◆ Sorular
1) Kuyumcu vakasıyla ilgili yazıda yazar, olay hakkındaki ayrıntılı görüşünü neden sonraya bırakıyor? Yazının verdiği gerekçeyle kısaca açıklayın.
2) Kuyumcu vakasıyla ilgili yazıya göre şu soruları cevaplayın:
(a) Sözü edilen "vurgun" kaç liralık?
(b) Yazar olayın ne kadar yeni olduğunu hangi sözle anlatıyor?
(c) Okurun yazara gönderdiği mektup nasıl tarif ediliyor?

KUYUMCU VAKASI!…

Hadise taze!..

Ama görünen odur ki, mevzu "derinlik" ve gizemli ilişkiler ağına sahip!..

Yoksa, 200 milyon liralık bir "vurgundan" bahsedilir miydi?.

Kar payı faizciliğine, kentin ekabir takımında yer alan, bürokratı, iş adamı, esnafı, tüccarı, polisi, savcısının "para kaptırdığı" konuşulur muydu?..

Maalesef!..

***

Doğrusu, meselenin üzerinden; farklı noktalara odaklı "çok konuşulup-tartışılıp" eğilim gösterilmesi gerekir..

Tabi adli, idari ve kolluk kuvvetlerinin faslıyla da bu ayrıntılar irdelenip, sorgulanacaktır?..

***

Vakaya ilişkin, detaylı fikri beyanımı bilahare mevzu edeceğim…

Çünkü, bugün sözü bir okuruma bırakacağım..

Yaşananlarla alakalı gönderdiği kısa, öz bir mektup var..

◆ Kayıtlı veriler
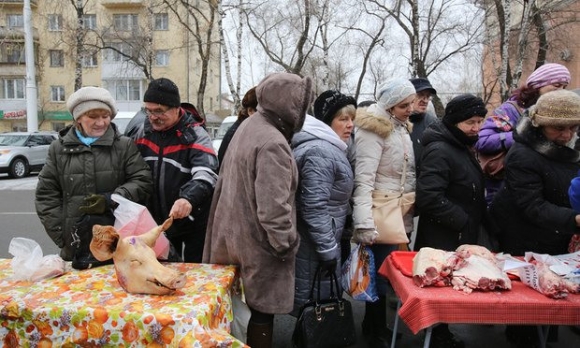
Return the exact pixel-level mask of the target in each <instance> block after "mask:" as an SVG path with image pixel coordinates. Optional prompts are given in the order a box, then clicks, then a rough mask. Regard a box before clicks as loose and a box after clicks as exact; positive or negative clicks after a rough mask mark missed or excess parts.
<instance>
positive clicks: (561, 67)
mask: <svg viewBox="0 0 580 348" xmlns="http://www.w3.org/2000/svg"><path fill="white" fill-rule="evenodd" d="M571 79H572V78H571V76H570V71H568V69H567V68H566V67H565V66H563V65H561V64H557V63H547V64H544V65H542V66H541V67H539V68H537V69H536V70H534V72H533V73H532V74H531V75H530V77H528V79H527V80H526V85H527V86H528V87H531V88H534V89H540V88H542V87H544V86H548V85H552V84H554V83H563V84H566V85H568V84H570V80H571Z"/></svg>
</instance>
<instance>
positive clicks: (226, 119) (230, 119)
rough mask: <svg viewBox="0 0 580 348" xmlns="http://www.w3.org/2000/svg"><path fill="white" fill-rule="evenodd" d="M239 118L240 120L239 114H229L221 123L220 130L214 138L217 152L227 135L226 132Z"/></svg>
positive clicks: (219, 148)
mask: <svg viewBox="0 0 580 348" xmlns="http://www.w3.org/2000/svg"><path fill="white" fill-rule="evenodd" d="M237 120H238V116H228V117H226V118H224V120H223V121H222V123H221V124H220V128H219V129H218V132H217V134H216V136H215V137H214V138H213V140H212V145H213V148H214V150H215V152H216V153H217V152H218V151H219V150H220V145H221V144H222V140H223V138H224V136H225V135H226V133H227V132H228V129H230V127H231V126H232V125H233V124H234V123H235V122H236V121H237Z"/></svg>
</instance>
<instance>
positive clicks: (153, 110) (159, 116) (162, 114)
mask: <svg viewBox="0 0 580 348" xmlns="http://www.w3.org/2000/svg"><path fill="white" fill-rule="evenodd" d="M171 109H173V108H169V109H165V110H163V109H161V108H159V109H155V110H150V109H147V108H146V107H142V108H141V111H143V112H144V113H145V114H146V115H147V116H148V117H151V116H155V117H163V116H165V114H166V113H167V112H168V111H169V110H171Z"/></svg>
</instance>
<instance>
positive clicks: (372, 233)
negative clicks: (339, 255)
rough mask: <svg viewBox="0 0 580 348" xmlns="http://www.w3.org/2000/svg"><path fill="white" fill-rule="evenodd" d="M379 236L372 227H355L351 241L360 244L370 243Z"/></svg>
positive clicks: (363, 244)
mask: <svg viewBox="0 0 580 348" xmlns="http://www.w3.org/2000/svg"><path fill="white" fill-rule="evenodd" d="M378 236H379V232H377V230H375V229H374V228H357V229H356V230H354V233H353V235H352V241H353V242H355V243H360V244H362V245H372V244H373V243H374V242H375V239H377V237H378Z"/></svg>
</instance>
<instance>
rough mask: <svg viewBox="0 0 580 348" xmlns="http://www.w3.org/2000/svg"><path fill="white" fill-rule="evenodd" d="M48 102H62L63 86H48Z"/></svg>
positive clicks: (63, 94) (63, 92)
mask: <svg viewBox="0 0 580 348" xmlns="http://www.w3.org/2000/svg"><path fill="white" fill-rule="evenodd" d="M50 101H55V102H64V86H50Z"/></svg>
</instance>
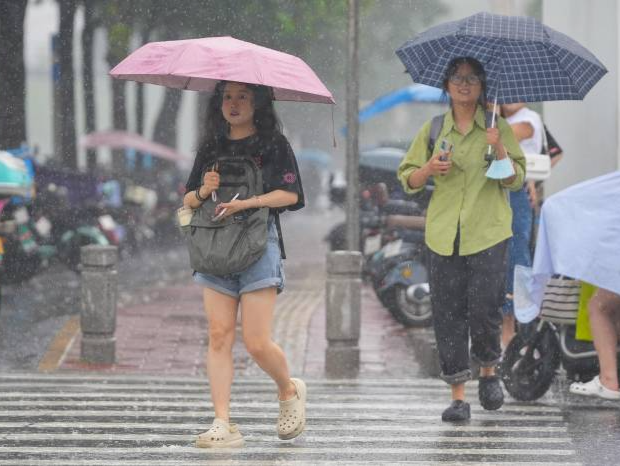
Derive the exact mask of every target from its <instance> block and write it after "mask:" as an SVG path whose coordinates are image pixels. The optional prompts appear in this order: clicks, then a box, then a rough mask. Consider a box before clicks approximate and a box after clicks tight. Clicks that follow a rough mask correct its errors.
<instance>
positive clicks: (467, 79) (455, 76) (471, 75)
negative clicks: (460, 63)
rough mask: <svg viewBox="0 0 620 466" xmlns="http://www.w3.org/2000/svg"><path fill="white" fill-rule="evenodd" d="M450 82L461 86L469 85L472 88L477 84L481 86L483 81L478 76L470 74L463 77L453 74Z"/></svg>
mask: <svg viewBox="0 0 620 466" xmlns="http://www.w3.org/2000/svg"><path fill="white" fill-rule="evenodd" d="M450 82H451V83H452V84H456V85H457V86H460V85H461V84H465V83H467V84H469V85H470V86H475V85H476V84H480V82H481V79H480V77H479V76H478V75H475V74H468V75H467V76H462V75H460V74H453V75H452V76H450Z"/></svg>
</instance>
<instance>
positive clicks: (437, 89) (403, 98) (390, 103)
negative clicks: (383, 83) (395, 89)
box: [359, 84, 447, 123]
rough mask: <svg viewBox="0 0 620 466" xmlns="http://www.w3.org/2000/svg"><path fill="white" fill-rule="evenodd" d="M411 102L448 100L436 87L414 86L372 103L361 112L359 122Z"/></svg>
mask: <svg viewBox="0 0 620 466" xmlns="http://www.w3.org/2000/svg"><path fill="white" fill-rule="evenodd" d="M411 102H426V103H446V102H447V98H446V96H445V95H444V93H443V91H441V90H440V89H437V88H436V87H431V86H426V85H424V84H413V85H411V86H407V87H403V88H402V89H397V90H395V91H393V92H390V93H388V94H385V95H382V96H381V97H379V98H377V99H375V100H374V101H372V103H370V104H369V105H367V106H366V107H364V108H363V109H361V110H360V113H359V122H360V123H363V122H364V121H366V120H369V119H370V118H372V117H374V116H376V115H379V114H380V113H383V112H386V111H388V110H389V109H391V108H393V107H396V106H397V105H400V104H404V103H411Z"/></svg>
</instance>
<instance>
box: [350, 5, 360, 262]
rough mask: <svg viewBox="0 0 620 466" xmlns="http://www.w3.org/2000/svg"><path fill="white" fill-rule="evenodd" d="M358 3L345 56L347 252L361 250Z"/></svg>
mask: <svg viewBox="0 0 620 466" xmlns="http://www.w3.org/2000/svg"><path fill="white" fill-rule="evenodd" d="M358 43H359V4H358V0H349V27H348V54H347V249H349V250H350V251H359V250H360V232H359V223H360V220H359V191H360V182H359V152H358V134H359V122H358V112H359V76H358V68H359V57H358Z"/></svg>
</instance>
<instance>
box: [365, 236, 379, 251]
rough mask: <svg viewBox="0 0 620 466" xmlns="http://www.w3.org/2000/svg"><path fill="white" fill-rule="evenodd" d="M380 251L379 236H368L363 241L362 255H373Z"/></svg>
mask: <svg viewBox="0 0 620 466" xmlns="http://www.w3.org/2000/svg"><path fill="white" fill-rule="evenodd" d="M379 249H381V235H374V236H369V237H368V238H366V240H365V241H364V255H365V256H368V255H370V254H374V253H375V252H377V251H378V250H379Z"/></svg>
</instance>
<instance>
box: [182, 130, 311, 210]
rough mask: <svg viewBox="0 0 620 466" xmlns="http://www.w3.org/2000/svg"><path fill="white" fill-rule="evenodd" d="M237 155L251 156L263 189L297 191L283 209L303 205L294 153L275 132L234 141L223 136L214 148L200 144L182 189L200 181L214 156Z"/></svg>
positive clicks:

◆ Cevaplar
1) Yazar bugün sözü bir okuruna bırakacak. Bu okur, yaşananlarla ilgili kısa ve öz bir mektup göndermiş. Yazar bu yüzden kendi ayrıntılı görüşünü sonraya erteliyor.

2)
(a) 200 milyon liralık.
(b) "Hadise taze!.." sözüyle.
(c) Yaşananlarla ilgili kısa, öz bir mektup olarak.